**Aim of the exercise:** Filter the entries for the string "sliced". Copy each line that has it.

^^^^^^^^

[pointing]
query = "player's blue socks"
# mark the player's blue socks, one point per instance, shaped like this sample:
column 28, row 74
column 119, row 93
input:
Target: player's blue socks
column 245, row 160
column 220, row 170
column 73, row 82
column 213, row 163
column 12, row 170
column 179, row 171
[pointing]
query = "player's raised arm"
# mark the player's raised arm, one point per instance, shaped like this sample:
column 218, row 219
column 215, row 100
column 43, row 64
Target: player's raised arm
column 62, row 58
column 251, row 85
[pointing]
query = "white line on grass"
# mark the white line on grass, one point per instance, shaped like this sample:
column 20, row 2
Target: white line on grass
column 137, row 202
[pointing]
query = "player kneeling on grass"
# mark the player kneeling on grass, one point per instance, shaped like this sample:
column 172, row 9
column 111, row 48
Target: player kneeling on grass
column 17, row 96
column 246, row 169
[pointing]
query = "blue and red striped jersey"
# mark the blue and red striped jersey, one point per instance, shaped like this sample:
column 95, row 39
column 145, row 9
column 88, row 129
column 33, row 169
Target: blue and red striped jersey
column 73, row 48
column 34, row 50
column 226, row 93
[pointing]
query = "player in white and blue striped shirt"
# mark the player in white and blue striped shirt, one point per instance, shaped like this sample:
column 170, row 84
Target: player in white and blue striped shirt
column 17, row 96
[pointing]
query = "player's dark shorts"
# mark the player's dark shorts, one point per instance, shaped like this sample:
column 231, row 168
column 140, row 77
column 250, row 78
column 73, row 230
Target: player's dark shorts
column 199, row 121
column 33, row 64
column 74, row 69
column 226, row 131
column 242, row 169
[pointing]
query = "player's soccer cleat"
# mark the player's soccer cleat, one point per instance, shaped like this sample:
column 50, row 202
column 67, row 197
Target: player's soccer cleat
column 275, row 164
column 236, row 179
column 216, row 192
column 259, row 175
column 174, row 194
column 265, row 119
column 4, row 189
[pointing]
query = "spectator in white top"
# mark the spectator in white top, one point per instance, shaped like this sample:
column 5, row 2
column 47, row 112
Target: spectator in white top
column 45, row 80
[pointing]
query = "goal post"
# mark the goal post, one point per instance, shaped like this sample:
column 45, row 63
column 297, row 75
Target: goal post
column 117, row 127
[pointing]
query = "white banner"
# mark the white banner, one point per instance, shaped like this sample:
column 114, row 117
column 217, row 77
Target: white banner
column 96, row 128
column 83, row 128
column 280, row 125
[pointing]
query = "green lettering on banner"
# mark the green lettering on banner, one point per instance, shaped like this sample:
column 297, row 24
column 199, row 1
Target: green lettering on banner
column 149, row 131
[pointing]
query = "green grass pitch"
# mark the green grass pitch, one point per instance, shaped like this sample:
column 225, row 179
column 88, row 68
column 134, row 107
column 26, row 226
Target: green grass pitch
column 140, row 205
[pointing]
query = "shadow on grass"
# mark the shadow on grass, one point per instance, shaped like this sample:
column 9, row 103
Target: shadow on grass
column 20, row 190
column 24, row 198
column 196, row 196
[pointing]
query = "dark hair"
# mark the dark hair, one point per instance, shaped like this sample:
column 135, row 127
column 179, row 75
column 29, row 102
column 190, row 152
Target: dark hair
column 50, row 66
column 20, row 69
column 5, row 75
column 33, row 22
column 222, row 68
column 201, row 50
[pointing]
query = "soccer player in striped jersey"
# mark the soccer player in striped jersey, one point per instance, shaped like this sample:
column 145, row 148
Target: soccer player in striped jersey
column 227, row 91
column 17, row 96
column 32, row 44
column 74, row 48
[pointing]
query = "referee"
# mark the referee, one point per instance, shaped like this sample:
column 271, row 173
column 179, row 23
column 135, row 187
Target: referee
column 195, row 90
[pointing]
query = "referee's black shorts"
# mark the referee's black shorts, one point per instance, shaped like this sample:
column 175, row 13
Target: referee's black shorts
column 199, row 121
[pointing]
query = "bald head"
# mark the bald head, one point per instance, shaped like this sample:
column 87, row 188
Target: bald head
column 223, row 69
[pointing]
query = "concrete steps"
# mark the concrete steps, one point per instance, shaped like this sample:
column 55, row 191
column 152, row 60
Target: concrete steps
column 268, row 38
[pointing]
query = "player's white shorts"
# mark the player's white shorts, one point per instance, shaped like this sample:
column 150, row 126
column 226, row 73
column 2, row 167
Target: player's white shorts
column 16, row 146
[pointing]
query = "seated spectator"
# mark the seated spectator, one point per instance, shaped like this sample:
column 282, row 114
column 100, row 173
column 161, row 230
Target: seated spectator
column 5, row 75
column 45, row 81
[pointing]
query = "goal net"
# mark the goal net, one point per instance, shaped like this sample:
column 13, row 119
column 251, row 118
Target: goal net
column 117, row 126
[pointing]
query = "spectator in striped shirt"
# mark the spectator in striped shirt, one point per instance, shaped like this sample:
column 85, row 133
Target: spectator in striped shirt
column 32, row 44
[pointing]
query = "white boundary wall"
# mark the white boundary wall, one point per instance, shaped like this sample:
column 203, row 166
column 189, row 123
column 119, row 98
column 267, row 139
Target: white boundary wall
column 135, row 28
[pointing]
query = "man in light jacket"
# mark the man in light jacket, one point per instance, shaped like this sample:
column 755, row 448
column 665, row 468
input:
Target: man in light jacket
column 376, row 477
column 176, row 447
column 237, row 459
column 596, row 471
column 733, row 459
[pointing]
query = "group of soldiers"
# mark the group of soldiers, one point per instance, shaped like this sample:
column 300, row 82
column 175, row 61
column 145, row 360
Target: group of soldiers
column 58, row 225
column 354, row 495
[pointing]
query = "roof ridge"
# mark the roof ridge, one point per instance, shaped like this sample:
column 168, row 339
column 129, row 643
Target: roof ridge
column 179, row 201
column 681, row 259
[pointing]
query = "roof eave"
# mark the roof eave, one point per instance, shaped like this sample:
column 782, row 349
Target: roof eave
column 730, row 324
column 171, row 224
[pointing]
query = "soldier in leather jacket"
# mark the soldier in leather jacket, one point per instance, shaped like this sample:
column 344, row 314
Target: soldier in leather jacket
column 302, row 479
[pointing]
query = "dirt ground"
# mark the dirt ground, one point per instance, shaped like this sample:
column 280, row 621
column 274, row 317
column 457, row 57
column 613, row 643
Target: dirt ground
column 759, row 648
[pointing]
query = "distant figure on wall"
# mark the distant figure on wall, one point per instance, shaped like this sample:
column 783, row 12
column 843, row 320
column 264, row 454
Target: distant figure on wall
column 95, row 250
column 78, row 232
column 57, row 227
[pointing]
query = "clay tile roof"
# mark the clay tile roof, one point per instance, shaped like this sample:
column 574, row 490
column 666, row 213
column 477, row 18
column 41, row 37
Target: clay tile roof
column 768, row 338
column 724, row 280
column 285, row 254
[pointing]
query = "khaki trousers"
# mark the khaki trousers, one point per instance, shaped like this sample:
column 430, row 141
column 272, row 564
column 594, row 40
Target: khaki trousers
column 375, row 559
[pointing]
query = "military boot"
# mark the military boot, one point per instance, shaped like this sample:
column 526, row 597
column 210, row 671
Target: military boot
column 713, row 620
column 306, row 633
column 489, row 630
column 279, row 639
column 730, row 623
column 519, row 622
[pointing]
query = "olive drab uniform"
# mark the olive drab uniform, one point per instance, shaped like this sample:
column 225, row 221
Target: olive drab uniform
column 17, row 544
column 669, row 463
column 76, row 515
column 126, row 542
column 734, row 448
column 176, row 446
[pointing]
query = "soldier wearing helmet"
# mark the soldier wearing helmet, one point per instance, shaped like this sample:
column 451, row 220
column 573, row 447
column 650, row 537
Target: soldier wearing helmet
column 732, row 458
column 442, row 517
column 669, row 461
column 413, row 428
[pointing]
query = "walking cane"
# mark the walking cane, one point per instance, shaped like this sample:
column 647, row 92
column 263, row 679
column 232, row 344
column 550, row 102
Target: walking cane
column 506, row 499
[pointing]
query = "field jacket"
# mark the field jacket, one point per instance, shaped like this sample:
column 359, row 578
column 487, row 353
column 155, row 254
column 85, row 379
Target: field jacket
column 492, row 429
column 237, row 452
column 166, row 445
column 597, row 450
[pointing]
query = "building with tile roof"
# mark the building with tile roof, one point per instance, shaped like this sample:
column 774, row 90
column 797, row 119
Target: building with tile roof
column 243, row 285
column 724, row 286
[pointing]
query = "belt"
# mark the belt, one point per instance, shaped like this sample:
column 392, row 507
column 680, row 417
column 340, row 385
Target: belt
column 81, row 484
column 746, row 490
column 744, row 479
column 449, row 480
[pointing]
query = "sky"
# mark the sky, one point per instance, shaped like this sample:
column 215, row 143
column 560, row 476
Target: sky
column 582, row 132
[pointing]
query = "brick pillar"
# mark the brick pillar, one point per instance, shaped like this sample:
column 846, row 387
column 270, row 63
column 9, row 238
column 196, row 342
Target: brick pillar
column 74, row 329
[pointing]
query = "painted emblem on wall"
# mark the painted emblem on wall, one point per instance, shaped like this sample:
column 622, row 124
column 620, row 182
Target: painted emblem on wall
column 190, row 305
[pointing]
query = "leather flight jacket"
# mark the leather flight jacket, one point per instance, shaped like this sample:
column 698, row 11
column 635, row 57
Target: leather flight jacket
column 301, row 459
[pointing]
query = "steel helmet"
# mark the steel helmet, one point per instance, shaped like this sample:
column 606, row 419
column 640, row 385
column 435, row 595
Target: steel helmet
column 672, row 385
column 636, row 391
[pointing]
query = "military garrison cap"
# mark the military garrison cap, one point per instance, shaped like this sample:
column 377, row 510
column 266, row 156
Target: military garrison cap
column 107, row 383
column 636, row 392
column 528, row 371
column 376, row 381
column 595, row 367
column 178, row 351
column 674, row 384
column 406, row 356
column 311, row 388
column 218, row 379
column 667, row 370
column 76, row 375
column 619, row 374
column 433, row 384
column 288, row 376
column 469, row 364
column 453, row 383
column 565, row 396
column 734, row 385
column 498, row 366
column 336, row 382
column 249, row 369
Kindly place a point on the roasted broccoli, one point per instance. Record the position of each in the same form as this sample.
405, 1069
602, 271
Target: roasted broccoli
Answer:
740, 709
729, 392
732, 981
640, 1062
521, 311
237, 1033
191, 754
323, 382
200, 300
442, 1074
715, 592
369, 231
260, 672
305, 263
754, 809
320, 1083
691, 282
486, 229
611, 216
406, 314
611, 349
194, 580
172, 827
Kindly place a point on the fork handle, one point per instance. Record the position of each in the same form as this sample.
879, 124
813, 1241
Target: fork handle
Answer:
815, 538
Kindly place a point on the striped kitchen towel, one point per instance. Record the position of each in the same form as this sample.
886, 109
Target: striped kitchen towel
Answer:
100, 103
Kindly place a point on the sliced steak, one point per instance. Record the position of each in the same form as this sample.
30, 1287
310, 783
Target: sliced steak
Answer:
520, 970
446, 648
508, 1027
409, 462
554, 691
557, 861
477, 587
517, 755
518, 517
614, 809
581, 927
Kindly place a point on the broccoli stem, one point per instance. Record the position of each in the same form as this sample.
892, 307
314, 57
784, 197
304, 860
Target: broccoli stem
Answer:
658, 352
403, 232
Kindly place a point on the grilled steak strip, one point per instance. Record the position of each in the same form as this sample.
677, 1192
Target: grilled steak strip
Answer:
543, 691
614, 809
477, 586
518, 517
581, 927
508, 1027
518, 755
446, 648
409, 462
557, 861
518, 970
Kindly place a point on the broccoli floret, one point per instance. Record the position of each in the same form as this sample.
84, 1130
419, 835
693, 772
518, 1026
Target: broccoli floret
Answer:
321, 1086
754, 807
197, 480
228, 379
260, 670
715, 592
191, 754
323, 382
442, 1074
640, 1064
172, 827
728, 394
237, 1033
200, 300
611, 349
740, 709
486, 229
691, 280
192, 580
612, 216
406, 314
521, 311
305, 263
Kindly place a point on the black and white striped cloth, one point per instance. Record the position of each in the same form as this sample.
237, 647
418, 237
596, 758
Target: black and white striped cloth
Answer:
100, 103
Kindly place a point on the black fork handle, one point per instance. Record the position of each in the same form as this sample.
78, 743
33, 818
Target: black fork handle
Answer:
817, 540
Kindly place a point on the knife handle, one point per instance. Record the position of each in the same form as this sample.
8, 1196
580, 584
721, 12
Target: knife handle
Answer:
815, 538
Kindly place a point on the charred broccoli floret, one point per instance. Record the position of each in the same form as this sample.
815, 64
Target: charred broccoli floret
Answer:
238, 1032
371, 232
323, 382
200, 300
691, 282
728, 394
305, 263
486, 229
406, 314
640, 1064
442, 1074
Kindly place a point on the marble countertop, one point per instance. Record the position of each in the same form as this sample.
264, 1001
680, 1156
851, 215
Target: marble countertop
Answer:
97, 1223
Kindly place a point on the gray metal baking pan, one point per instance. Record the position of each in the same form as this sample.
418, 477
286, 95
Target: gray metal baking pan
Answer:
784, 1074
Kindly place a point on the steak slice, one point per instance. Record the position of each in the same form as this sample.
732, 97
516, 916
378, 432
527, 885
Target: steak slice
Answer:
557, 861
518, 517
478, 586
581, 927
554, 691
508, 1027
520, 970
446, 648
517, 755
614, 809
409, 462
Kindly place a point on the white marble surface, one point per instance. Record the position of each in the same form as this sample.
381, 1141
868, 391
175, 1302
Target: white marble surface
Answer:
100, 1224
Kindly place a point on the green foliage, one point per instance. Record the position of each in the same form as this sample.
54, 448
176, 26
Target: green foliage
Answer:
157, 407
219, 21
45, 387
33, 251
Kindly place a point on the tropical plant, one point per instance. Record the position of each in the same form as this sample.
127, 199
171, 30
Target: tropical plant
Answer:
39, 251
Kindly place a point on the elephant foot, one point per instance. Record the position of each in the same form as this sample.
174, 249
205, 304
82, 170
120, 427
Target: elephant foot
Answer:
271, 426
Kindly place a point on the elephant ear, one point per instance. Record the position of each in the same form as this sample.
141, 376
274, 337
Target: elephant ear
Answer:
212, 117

^^^^^^^^

**Output of the exercise:**
Kindly place a point on the sliced steak, one point per instance. Record the position of each in the same form as this sample.
Target: sliced steak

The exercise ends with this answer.